╭─ SUPPLIED DATA
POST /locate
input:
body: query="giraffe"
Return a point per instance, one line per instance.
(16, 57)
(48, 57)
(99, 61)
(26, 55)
╰─
▸ STATED PROBLEM: Update every item above by replacing "instance" with "object" and leaving everything else unchanged.

▸ ANSWER TO THIS TASK:
POST /locate
input:
body: query="giraffe"
Return a point per object, one line per object.
(16, 57)
(48, 57)
(99, 61)
(26, 55)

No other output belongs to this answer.